Exercise brief:
Identify every line in the listing that contains the word "dark", and copy each such line in full.

Material for the task:
________________

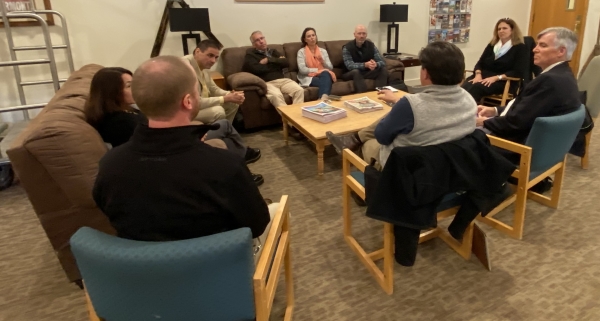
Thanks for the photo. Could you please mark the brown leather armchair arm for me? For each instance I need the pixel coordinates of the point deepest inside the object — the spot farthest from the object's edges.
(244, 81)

________________

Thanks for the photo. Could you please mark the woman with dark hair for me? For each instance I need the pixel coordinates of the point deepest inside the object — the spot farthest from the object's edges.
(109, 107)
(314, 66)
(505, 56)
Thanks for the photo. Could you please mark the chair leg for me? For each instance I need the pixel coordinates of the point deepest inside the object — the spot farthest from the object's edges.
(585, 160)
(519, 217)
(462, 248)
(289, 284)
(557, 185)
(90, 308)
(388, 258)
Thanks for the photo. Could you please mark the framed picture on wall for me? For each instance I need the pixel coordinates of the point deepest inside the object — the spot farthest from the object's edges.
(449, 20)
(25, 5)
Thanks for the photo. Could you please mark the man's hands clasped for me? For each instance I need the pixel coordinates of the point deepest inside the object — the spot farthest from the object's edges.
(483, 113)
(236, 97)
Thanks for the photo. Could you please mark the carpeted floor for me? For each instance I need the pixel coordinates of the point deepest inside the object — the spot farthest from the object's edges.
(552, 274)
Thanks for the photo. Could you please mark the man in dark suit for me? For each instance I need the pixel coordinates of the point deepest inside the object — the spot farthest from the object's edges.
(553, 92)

________________

Problem solution:
Thanks for the photo. Could you please mark the woman with dark hair for me? For each instance I need the pixel coordinates of the point deepest inside the object — the spot farthest from the object's edges.
Thanks for the photo. Could you please mark the man in dark suit for me? For each instance I need the pixel coordinates of the point deepest inside the object — the spot farthest from the object's edges.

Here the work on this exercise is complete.